SET TASK A
Gather every row that contains the word "light", treating uppercase and lowercase as different.

Bad cop: Peter Dutton’s strongman politics

Peter Dutton's scare campaign about negative gearing and capital gains ignores the cost-of-living struggles of everyday Australians, writes Lech Blaine.

Peter Dutton's scare campaign about negative gearing and capital gains ignores the cost-of-living struggles of everyday Australians, writes Lech Blaine.

Peter Dutton is a Howard battler gone gangbusters – a copper turned property developer with a distrust of limp-wristed intellectuals, plus a requited lust for money.

Hence why Dutton emphasises bad memories from his nine-year career as a cop, rather than happier memories from a three-decade hot streak as a property investor.

Dutton was elected to Parliament in 2001. In 2003, he delivered a parliamentary speech supporting a crackdown on identity fraud.

“Once a copper, always a copper,” shouted Labor MP Nicola Roxon. 

“What have you got against police in this country?” asked Dutton. 

The mockery of Dutton’s old occupation set the tone for the next two decades. He was framed mostly in his preferred way – as a humble Queensland copper, not a wealthy property developer.

In 2002, Dutton’s family had sold three child care centres to ABC Learning for roughly $3 million. In 2003, Dutton married Kirilly in Italy. They purchased a six-bedroom house with a swimming pool for $710,000. 

Dutton was unflustered by structural suffering. It was to this tough nut that John Howard entrusted the work-for-the-dole program.

Dutton said that jobless surfers in Byron Bay should get off their boards and help drought-stricken farmers. “I don’t care much for programs promoting basket-weavers in Balmain,” said Dutton, appropriating a phrase of Paul Keating’s. 

The actual victims of his policies were heavily represented in suburban and regional areas. New recipients of the disability support pension – who could work at least 15 hours a week – would receive a $77 cut in their fortnightly allowance.

Once their children reached school age, new recipients of the single parenting payment would receive a $44 cut to their fortnightly allowance. Both would be unable to collect a $31.20 weekly education supplement for TAFE and university. According to Dutton, this would incentivise them to get real jobs. 

During a debate on Lateline, Penny Wong pointed out that most single parents affected by the payment changes were women without Year 12 certificates. What jobs would be readily available for them, especially if it would now be harder to study?

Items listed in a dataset
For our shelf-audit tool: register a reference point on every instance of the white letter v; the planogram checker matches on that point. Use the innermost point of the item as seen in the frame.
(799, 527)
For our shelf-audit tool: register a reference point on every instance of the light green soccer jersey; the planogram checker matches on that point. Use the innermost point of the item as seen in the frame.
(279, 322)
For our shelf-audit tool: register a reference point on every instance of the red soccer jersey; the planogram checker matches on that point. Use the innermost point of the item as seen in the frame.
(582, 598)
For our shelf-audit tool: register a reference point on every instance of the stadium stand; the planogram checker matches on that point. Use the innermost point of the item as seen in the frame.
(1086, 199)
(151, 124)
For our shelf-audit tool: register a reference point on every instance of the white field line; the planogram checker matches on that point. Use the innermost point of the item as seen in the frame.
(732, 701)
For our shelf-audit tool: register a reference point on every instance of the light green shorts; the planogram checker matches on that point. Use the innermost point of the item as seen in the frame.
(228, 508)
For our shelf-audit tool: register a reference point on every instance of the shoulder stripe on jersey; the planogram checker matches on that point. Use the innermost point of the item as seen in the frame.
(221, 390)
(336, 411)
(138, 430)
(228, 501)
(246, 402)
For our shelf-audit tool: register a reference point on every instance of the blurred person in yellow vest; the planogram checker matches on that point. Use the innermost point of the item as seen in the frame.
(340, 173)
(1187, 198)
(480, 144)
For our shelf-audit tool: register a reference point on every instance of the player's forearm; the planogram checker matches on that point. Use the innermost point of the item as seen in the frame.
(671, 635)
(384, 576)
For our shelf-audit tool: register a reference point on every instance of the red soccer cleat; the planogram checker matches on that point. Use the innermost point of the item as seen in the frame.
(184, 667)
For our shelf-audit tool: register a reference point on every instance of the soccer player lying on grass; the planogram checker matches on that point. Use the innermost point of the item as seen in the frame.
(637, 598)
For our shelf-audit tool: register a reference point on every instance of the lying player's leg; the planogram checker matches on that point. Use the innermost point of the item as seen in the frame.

SET TASK B
Answer these questions using the piece on Peter Dutton:
(i) In what year was Dutton elected to Parliament?
(ii) What price did Dutton and Kirilly pay for their six-bedroom house with a swimming pool?
(iii) Who pointed out on Lateline that most single parents affected by the payment changes were women without Year 12 certificates?

EXPECTED OUTPUT A
For our shelf-audit tool: register a reference point on every instance of the light green soccer jersey; the planogram checker matches on that point. Use the innermost point of the item as seen in the frame.
For our shelf-audit tool: register a reference point on every instance of the light green shorts; the planogram checker matches on that point. Use the innermost point of the item as seen in the frame.

EXPECTED OUTPUT B
(i) 2001
(ii) $710,000
(iii) Penny Wong